STATED PROBLEM ▸ Rewrite the entries below, starting with the line that contains "Exercise. Tag the sky" and going on through the end of the entries, so that every "Target" becomes "Label" and nothing else changes.
══ EXERCISE DATA ══
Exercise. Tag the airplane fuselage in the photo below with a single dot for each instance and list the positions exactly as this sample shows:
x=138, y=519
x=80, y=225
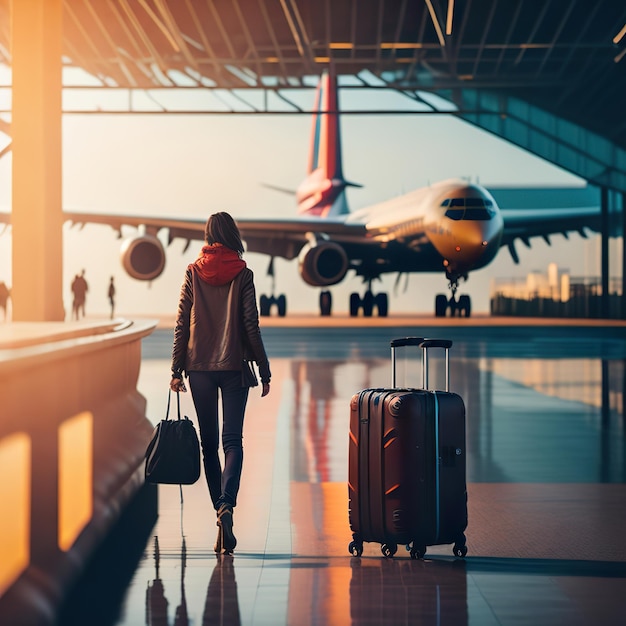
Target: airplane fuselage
x=451, y=226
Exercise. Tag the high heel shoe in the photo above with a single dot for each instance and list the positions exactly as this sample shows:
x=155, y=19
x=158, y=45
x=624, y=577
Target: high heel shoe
x=226, y=538
x=218, y=542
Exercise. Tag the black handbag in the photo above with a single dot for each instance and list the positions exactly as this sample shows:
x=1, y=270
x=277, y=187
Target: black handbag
x=173, y=454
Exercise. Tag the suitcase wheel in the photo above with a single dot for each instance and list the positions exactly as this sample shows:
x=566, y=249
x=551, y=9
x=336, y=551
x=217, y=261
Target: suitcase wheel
x=418, y=552
x=389, y=549
x=355, y=548
x=459, y=550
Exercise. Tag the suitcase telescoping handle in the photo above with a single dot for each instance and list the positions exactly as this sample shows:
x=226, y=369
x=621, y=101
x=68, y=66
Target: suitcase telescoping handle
x=425, y=344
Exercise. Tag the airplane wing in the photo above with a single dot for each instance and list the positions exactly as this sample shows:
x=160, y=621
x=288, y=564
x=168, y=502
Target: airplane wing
x=541, y=212
x=274, y=237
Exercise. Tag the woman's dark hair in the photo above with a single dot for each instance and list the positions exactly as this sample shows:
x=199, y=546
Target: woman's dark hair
x=221, y=228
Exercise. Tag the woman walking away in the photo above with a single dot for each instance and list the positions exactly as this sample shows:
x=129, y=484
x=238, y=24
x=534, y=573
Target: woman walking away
x=216, y=333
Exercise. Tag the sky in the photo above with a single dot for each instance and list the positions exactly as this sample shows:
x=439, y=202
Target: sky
x=194, y=165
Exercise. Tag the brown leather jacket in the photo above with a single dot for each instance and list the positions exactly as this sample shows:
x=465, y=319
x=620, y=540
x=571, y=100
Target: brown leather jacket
x=217, y=326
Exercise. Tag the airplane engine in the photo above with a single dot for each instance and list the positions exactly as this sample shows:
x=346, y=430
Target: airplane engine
x=323, y=263
x=143, y=257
═══
RESULT FOR THIS EXERCISE ▸
Exercise. Tag the sky in the photo above with a single dot for each instance and list the positions exactly as this sample shows:
x=439, y=202
Label: sky
x=194, y=165
Exercise. Tag the brown leather jacket in the photo above with a single dot for each instance and list the positions exactly as this sample shows:
x=465, y=319
x=620, y=540
x=571, y=100
Label: brown leather jacket
x=217, y=326
Exercise. Tag the airplane engine in the photo above with a single dot for each instance and list the positions exactly as this sample shows:
x=346, y=430
Label: airplane engine
x=323, y=263
x=143, y=257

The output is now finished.